AUSGEWÄHLTER AUSZUG
7.2 monosemantische vs. polysemantische Beschreibung

„Sucht“ als Begriff wird in der Regel als monosematische Beschreibung betrachtet, da es eine klar definierte Bedeutung hat, die allgemein akzeptiert wird. Der Begriff „Sucht“ bezieht sich auf eine körperliche oder psychische Abhängigkeit von einer Substanz, einem Verhalten oder einer Aktivität, die trotz negativer Folgeerscheinungen (Probleme 2. Ordnung) fortgesetzt wird.

Es gibt verschiedene Arten von Sucht, wie z.B. Alkohol-, Drogen-, Nikotin-, Glücksspiel-, Internet-, oder Sexsucht, die alle auf eine ähnliche Art von Abhängigkeit und Verhaltensmuster zurückzuführen sind. Die Bedeutung des Begriffs „Sucht“ hat sich im Laufe der Zeit nicht wesentlich geändert und wird in der Regel als eindeutig und präzise betrachtet.

In einer monosemantischen Beschreibung bezieht sich der Begriff auf einen spezifischen Zustand oder ein spezifisches Merkmal. So bezieht sich „suchtkrank“ auf eine Person, die an einer bestimmten Suchterkrankung leidet, während „Suchtpräsenz“ auf die Anwesenheit von Suchtverhalten oder Suchtmitteln im Leben einer Person verweist.

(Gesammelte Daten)
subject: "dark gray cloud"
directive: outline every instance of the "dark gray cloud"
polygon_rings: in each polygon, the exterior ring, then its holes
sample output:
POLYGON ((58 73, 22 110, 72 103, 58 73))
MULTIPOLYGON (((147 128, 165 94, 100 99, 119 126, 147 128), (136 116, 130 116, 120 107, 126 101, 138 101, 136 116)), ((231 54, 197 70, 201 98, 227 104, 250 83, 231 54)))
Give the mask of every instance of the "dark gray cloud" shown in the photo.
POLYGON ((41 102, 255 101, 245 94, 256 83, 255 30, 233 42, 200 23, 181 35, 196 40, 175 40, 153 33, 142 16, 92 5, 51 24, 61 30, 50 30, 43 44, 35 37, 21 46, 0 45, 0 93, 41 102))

AUFGABENBESCHREIBUNG
Prüfe, ob die folgenden Aussagen mit dem Auszug über den Begriff „Sucht“ übereinstimmen, und belege jede Antwort mit einem wörtlichen Zitat aus dem Auszug: (a) Die Bedeutung des Begriffs „Sucht“ hat sich im Lauf der Zeit stark verändert. (b) Glücksspielsucht wird als eine Art von Sucht genannt. (c) „Suchtpräsenz“ bezeichnet eine Person, die an einer Suchterkrankung leidet. Die Auflistung steht in keinem Zusammenhang mit dem Auszug.

LÖSUNG DER AUFGABE
(a) Nein: „hat sich im Laufe der Zeit nicht wesentlich geändert“
(b) Ja: „Es gibt verschiedene Arten von Sucht, wie z.B. Alkohol-, Drogen-, Nikotin-, Glücksspiel-, Internet-, oder Sexsucht“
(c) Nein: „auf die Anwesenheit von Suchtverhalten oder Suchtmitteln im Leben einer Person verweist“